## EXERCISE PROMPT
Please print each record exactly, omitting none of them.

## SUPPLIED INFORMATION

== == ==

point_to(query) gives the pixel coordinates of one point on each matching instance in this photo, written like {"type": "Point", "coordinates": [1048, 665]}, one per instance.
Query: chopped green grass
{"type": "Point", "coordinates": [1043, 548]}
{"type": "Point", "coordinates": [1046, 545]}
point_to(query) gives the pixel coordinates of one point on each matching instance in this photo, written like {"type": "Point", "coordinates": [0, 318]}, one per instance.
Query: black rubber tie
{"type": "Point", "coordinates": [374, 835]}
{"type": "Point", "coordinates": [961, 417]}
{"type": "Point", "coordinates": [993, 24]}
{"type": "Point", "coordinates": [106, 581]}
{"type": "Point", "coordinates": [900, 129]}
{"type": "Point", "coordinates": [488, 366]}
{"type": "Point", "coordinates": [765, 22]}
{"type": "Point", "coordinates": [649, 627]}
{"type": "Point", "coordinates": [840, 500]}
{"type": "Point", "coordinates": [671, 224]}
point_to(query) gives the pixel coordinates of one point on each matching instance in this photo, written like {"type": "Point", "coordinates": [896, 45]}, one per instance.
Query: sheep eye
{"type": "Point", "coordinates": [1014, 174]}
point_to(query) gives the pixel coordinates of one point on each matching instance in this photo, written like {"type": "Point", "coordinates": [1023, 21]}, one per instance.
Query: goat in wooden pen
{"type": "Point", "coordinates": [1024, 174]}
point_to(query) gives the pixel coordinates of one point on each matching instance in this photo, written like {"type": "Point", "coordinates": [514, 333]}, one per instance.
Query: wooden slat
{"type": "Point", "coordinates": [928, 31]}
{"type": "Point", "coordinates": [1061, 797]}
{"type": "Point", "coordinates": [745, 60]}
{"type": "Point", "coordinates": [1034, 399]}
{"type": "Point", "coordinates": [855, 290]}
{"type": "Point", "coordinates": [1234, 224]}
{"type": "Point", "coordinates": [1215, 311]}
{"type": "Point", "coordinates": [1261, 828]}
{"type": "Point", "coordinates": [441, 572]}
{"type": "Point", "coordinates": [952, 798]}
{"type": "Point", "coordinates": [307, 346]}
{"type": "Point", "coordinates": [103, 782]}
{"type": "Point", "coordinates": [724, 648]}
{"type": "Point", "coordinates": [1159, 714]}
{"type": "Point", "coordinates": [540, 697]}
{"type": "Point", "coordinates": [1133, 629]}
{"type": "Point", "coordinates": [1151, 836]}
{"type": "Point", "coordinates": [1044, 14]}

== == ==

## WRITTEN RESPONSE
point_to(query) gives the pixel coordinates of one point on each matching instance in this photo, written like {"type": "Point", "coordinates": [1048, 665]}, one per instance.
Query: chopped green grass
{"type": "Point", "coordinates": [1043, 548]}
{"type": "Point", "coordinates": [1046, 545]}
point_to(query) gives the pixel coordinates of one point on each matching instance in this photo, written like {"type": "Point", "coordinates": [0, 318]}, one per instance.
Query: black rubber tie
{"type": "Point", "coordinates": [374, 835]}
{"type": "Point", "coordinates": [961, 417]}
{"type": "Point", "coordinates": [993, 24]}
{"type": "Point", "coordinates": [106, 581]}
{"type": "Point", "coordinates": [900, 129]}
{"type": "Point", "coordinates": [488, 366]}
{"type": "Point", "coordinates": [765, 22]}
{"type": "Point", "coordinates": [649, 627]}
{"type": "Point", "coordinates": [840, 500]}
{"type": "Point", "coordinates": [671, 224]}
point_to(query) gives the pixel coordinates of one point on each matching instance in this photo, written like {"type": "Point", "coordinates": [896, 45]}, one per instance.
Query: sheep eye
{"type": "Point", "coordinates": [1014, 174]}
point_to(query) gives the pixel coordinates of one point on each matching instance in this photo, written like {"type": "Point", "coordinates": [1023, 21]}, one per instance.
Query: goat in wooden pen
{"type": "Point", "coordinates": [1024, 174]}
point_to(query) gives the pixel coordinates of one point on each matching instance in this photo, written like {"type": "Point", "coordinates": [514, 333]}, one per instance.
Query: wooden slat
{"type": "Point", "coordinates": [928, 31]}
{"type": "Point", "coordinates": [1061, 797]}
{"type": "Point", "coordinates": [745, 60]}
{"type": "Point", "coordinates": [1034, 399]}
{"type": "Point", "coordinates": [855, 290]}
{"type": "Point", "coordinates": [1234, 224]}
{"type": "Point", "coordinates": [1215, 311]}
{"type": "Point", "coordinates": [1261, 828]}
{"type": "Point", "coordinates": [441, 572]}
{"type": "Point", "coordinates": [952, 798]}
{"type": "Point", "coordinates": [307, 346]}
{"type": "Point", "coordinates": [103, 782]}
{"type": "Point", "coordinates": [724, 648]}
{"type": "Point", "coordinates": [1159, 714]}
{"type": "Point", "coordinates": [540, 697]}
{"type": "Point", "coordinates": [1133, 629]}
{"type": "Point", "coordinates": [1151, 836]}
{"type": "Point", "coordinates": [1044, 14]}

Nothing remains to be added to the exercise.